#### Provided records

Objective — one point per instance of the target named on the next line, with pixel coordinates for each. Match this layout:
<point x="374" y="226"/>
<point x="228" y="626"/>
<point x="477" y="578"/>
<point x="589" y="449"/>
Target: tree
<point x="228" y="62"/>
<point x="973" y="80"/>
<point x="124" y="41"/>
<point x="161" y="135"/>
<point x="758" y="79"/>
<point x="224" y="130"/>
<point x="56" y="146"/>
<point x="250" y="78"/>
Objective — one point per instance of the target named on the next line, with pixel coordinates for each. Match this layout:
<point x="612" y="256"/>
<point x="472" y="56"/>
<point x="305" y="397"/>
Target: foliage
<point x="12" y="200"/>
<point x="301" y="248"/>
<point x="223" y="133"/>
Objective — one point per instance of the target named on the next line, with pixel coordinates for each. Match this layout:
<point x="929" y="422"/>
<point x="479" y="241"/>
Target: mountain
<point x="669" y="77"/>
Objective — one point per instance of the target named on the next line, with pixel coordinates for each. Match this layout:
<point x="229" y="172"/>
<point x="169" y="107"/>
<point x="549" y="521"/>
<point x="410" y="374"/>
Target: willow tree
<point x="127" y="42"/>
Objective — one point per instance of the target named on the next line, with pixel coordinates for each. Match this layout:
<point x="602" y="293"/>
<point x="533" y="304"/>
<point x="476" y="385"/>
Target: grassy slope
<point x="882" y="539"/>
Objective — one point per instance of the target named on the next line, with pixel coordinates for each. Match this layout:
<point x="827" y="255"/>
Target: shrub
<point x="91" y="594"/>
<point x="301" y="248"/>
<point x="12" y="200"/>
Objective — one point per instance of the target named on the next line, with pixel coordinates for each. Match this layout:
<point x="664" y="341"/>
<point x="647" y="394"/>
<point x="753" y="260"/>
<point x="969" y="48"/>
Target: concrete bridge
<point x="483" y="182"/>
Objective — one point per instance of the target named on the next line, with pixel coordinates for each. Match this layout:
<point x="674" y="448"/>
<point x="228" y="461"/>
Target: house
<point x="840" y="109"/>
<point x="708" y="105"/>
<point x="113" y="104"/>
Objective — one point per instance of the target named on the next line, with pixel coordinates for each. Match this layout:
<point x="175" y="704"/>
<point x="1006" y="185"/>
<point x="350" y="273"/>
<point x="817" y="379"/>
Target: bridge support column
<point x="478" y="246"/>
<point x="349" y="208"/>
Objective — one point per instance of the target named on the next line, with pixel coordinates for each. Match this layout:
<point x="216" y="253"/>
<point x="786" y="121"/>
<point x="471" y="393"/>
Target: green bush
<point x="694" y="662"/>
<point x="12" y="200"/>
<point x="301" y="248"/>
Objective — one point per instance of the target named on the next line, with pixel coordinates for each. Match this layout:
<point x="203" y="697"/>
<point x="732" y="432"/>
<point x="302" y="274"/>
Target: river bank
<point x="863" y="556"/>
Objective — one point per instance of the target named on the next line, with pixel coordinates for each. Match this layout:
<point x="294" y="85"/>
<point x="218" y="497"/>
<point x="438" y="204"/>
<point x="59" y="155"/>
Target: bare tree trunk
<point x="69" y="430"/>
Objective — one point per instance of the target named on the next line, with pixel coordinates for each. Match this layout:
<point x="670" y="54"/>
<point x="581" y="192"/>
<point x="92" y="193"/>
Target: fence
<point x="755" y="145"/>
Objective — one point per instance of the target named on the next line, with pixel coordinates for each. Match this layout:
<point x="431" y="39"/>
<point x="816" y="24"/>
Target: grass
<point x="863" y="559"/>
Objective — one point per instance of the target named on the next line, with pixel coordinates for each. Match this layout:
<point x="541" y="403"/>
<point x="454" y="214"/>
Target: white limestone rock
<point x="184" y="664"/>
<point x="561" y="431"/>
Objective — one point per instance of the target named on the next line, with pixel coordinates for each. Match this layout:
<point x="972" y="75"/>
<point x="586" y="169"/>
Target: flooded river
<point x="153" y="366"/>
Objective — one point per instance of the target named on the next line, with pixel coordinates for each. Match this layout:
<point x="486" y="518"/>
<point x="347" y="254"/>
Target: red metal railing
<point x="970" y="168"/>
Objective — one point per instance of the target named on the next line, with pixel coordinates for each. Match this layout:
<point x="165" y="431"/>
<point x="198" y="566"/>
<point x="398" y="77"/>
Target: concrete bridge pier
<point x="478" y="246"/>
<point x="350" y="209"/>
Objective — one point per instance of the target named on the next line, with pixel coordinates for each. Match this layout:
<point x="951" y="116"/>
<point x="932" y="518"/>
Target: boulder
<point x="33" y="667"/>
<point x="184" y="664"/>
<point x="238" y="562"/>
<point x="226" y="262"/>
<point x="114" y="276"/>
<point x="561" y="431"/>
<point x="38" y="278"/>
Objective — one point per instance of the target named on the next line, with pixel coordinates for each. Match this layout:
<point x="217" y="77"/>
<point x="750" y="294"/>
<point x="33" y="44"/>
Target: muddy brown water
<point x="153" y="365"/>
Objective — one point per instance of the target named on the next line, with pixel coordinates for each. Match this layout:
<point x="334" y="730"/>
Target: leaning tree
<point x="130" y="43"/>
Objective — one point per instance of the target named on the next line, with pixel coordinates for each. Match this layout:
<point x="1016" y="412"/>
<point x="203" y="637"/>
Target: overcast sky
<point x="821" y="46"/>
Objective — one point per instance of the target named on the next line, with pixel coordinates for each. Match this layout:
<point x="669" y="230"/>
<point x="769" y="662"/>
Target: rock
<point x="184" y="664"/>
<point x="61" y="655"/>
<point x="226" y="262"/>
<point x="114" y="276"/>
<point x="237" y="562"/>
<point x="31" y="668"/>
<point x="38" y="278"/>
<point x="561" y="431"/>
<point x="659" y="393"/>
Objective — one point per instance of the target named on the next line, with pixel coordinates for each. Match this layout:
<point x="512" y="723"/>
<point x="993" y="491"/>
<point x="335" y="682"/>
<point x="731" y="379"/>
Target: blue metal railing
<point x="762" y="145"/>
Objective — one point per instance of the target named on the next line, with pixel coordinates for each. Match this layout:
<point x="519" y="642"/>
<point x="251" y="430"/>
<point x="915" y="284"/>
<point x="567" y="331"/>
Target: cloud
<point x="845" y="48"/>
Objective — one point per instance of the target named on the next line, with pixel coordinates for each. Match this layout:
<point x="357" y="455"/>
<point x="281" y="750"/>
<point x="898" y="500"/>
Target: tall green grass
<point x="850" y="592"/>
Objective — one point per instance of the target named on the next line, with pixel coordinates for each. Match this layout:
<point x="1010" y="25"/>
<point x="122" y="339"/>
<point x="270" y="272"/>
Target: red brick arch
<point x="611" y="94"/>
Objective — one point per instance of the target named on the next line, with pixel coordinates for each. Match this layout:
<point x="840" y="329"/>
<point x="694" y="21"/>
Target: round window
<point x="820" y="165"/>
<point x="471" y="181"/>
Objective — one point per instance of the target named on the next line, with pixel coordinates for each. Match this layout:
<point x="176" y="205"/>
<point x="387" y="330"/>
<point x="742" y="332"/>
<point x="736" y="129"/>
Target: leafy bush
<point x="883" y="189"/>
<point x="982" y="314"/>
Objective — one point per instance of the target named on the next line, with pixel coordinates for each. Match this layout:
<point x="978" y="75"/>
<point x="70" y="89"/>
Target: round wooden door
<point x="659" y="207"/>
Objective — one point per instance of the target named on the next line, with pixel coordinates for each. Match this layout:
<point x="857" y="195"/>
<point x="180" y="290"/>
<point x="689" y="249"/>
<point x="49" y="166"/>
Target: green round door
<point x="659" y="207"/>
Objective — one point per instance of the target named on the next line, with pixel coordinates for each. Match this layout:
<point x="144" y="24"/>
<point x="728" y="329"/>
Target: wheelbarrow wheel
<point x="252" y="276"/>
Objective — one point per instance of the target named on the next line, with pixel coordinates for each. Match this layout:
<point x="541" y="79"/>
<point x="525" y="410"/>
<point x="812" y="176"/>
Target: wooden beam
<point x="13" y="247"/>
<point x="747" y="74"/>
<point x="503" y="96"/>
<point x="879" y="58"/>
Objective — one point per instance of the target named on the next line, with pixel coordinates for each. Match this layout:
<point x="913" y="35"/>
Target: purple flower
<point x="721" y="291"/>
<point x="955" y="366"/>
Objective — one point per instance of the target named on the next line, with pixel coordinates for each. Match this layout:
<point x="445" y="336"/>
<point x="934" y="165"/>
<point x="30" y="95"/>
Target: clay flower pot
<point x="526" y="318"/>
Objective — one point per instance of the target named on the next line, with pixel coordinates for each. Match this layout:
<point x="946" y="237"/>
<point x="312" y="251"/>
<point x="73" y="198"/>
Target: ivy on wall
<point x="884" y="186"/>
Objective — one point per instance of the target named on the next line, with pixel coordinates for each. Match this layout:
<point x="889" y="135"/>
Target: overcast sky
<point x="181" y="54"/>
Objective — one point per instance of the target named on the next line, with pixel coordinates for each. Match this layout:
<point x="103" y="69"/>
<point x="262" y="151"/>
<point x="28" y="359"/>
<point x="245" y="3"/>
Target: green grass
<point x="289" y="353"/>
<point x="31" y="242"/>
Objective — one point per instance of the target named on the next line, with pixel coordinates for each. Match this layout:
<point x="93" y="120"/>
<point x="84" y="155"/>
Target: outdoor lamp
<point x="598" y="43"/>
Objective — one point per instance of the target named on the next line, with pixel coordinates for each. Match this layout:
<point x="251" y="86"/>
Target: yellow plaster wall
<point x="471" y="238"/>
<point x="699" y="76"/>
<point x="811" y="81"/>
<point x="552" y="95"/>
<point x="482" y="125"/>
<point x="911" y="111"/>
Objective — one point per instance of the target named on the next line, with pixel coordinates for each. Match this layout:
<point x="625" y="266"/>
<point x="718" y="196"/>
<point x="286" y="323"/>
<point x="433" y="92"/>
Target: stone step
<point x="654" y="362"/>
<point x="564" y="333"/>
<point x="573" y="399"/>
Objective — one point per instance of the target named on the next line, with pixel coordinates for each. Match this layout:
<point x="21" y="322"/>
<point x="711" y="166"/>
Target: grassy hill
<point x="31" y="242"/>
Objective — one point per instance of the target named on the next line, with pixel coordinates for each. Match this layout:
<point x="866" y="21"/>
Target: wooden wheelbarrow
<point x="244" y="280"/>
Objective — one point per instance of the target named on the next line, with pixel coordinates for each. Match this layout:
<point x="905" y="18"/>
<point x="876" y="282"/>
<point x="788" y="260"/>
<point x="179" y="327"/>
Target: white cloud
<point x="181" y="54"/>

########

### Task goal
Show every line above that contains the word "flower", matching case exactly.

### Finished answer
Target: purple flower
Target: clay flower pot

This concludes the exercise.